Page extract =>
========================================

The parentheses are also unnecessary in this case if you are not using backreferences (and it doesn't look like you are.)

sed -i -r 's/$old_string[^0-9]+/$new_string/g' $FILENAME

One last thing: bash doesn't parse variables inside single-quotes, so $old_string and $new_string will not be replaced by any bash variable you may have set in your script but will be used literally in that sed command. If you use double-quotes, they will be replaced.

sed -i -r "s/$old_string[^0-9]+/$new_string/g" $FILENAME

Update:

Since the file doesn't contain anything after the string you want to replace, the [^0-9]+ part of the regex has nothing to match. It would work if there was a space after the IP address. We can match the end of the line instead with $.

========================================

Material provided =>
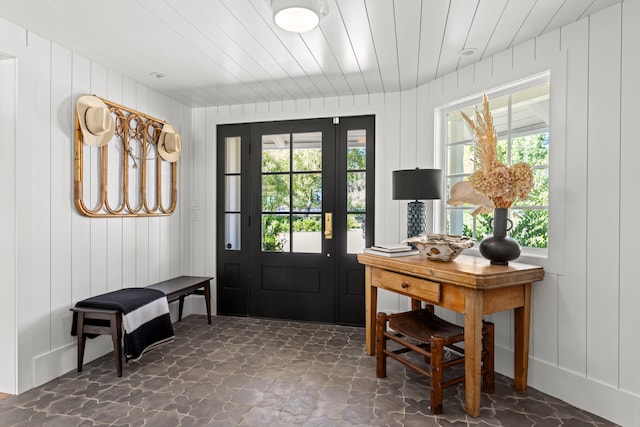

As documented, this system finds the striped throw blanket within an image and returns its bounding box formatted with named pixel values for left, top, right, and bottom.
left=71, top=288, right=175, bottom=360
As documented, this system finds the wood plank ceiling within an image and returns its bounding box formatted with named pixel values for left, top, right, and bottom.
left=0, top=0, right=623, bottom=107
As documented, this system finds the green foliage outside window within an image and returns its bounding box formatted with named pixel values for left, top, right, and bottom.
left=447, top=132, right=549, bottom=248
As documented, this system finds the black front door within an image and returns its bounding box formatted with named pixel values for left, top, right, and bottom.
left=217, top=116, right=374, bottom=324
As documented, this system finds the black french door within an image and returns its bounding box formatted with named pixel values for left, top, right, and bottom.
left=217, top=116, right=375, bottom=325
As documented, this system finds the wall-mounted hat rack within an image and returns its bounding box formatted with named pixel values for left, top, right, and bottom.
left=74, top=96, right=182, bottom=217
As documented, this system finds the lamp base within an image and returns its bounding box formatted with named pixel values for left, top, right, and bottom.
left=407, top=200, right=427, bottom=238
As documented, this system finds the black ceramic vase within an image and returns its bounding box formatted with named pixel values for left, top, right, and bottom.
left=480, top=208, right=520, bottom=265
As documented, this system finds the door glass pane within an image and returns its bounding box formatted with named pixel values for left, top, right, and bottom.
left=262, top=214, right=291, bottom=252
left=347, top=129, right=367, bottom=170
left=347, top=172, right=367, bottom=212
left=224, top=175, right=240, bottom=212
left=292, top=214, right=322, bottom=253
left=346, top=129, right=367, bottom=254
left=293, top=173, right=322, bottom=212
left=262, top=132, right=323, bottom=253
left=224, top=213, right=241, bottom=251
left=224, top=136, right=242, bottom=251
left=262, top=133, right=290, bottom=172
left=225, top=136, right=240, bottom=173
left=293, top=132, right=322, bottom=172
left=262, top=175, right=289, bottom=212
left=347, top=214, right=367, bottom=254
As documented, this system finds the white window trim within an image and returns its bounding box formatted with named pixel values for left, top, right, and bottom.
left=434, top=53, right=567, bottom=274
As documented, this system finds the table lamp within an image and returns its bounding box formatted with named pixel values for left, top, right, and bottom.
left=391, top=168, right=442, bottom=238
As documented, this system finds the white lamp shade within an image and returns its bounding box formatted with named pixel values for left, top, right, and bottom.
left=271, top=0, right=326, bottom=33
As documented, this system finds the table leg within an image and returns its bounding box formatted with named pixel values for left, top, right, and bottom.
left=204, top=282, right=211, bottom=324
left=513, top=283, right=531, bottom=393
left=464, top=288, right=482, bottom=417
left=364, top=265, right=378, bottom=356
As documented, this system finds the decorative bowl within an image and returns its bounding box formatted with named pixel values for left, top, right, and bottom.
left=402, top=234, right=474, bottom=262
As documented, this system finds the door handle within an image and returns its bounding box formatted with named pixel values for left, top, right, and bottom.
left=324, top=212, right=333, bottom=239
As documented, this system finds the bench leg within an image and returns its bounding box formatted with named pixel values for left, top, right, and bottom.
left=109, top=313, right=122, bottom=377
left=204, top=282, right=211, bottom=325
left=76, top=313, right=87, bottom=372
left=178, top=295, right=184, bottom=322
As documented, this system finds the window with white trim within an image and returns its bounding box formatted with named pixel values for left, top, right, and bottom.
left=442, top=78, right=550, bottom=249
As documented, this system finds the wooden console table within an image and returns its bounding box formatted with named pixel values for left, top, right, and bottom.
left=358, top=253, right=544, bottom=417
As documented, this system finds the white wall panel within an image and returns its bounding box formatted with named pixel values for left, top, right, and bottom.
left=89, top=62, right=109, bottom=295
left=585, top=3, right=621, bottom=386
left=619, top=1, right=640, bottom=395
left=15, top=29, right=38, bottom=390
left=0, top=20, right=191, bottom=393
left=29, top=34, right=51, bottom=362
left=552, top=16, right=589, bottom=375
left=0, top=55, right=18, bottom=393
left=189, top=109, right=206, bottom=275
left=50, top=44, right=74, bottom=350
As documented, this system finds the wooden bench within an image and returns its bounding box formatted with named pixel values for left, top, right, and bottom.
left=71, top=276, right=212, bottom=377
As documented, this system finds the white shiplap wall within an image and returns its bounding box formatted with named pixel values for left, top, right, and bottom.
left=0, top=1, right=640, bottom=426
left=0, top=19, right=195, bottom=393
left=193, top=1, right=640, bottom=426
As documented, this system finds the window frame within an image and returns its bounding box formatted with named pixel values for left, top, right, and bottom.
left=434, top=68, right=566, bottom=273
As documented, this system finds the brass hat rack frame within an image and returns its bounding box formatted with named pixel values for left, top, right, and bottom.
left=74, top=97, right=178, bottom=218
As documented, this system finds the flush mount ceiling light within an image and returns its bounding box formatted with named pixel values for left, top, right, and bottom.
left=271, top=0, right=329, bottom=33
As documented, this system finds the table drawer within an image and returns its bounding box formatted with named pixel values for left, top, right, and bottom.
left=372, top=269, right=442, bottom=303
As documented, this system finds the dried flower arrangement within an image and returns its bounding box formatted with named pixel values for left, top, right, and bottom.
left=448, top=93, right=533, bottom=213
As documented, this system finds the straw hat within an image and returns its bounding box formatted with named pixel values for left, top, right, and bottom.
left=158, top=124, right=182, bottom=163
left=76, top=95, right=116, bottom=147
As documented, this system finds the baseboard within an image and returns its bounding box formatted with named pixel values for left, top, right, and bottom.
left=495, top=346, right=640, bottom=426
left=33, top=335, right=116, bottom=387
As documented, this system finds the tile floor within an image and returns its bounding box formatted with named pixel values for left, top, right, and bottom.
left=0, top=316, right=613, bottom=427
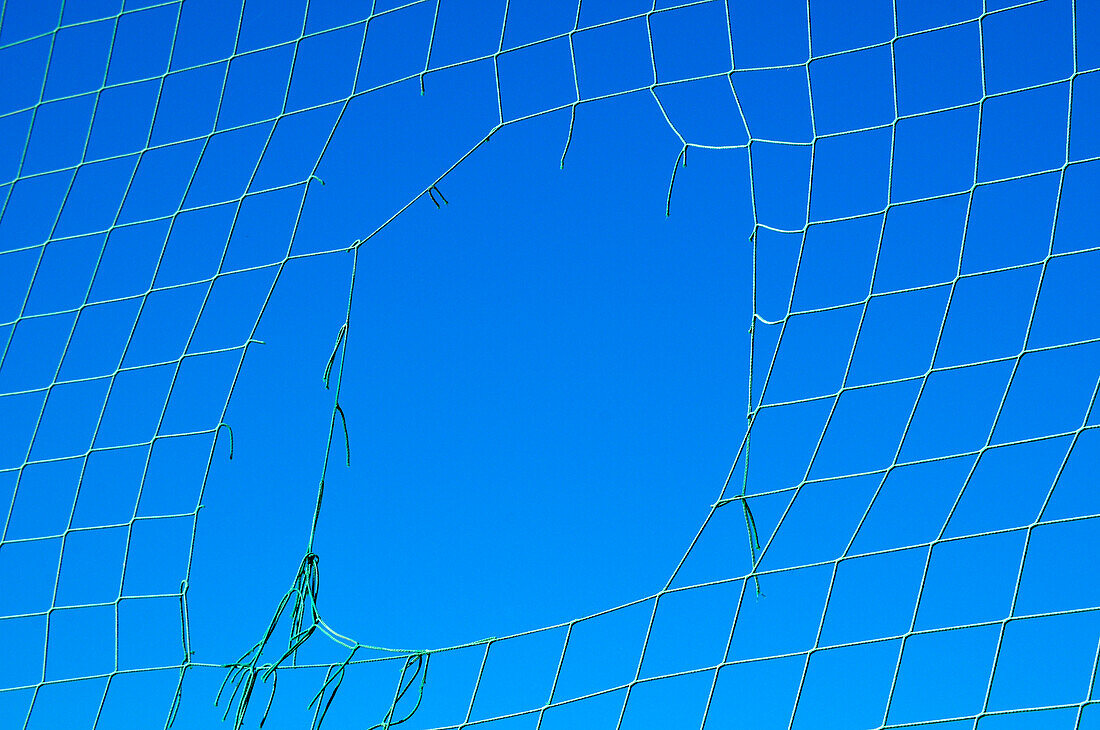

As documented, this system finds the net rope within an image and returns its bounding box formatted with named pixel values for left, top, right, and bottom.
left=0, top=0, right=1100, bottom=729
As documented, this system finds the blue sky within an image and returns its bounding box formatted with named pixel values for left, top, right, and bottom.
left=0, top=0, right=1100, bottom=730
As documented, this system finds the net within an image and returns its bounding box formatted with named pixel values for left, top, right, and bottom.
left=0, top=0, right=1100, bottom=730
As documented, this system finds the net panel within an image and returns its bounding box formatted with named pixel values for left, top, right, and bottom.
left=0, top=0, right=1100, bottom=728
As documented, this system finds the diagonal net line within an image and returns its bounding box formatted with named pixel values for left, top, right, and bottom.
left=0, top=0, right=1100, bottom=728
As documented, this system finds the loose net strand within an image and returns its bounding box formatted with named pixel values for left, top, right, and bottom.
left=0, top=0, right=1100, bottom=730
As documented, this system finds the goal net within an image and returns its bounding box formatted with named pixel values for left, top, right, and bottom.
left=0, top=0, right=1100, bottom=730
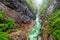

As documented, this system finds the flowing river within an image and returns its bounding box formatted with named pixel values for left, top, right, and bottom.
left=29, top=0, right=42, bottom=40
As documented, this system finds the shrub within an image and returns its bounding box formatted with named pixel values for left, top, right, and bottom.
left=0, top=32, right=9, bottom=40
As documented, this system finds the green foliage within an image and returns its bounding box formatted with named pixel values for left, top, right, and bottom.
left=0, top=32, right=9, bottom=40
left=0, top=10, right=14, bottom=40
left=0, top=10, right=14, bottom=31
left=49, top=4, right=60, bottom=40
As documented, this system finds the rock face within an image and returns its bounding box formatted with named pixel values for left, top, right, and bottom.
left=0, top=0, right=36, bottom=24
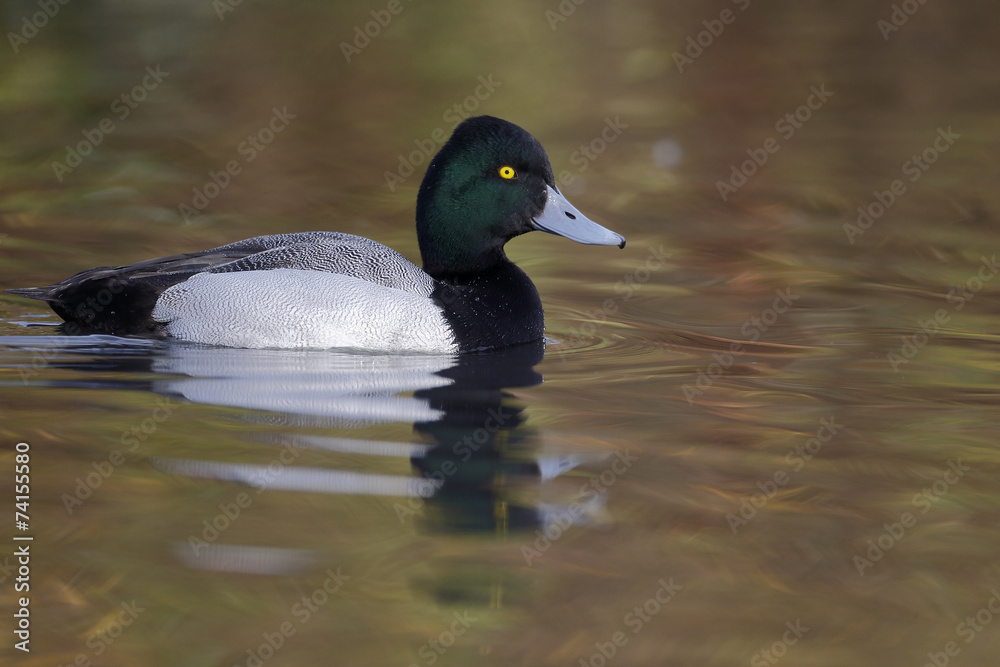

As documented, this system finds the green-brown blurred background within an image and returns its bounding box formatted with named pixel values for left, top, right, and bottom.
left=0, top=0, right=1000, bottom=667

========================================

Short exercise A => From the sed explanation, list every distinct shell variable, written with its leading dollar sign, that appears in the sed commands.
Short exercise B => Reproduce the stretch of the listing from the line containing "As documented, this system finds the white window" through the line containing "left=178, top=295, right=184, bottom=322", both included.

Correct result A =>
$old_string
$new_string
$FILENAME

Correct result B =>
As documented, this system finds the white window trim within an image and returns its bounding box formatted with named pixel values for left, top, right, and bottom.
left=434, top=53, right=567, bottom=274
As documented, this system finds the table lamp within an image and returns its bounding box formatted with named pixel values for left, top, right, and bottom.
left=391, top=168, right=442, bottom=238
As documented, this system finds the white lamp shade within an image and returns its bounding box formatted with named pixel values for left, top, right, and bottom.
left=271, top=0, right=326, bottom=33
As documented, this system finds the table leg within an image and returns its bounding box formatted with named pixel values for left, top, right, and bottom.
left=204, top=282, right=211, bottom=324
left=513, top=283, right=531, bottom=393
left=464, top=288, right=482, bottom=417
left=364, top=265, right=378, bottom=356
As documented, this system finds the decorative bowl within an image and returns its bounding box formatted with named pixel values for left, top, right, and bottom.
left=402, top=234, right=474, bottom=262
As documented, this system finds the door handle within an image and returns its bounding box formatted with named pixel values for left, top, right, and bottom.
left=324, top=212, right=333, bottom=239
As documented, this system finds the bench leg within an image and returns its bounding box formatted with named pixel values for left, top, right, and bottom.
left=109, top=313, right=122, bottom=377
left=204, top=282, right=211, bottom=325
left=76, top=313, right=87, bottom=372
left=178, top=295, right=184, bottom=322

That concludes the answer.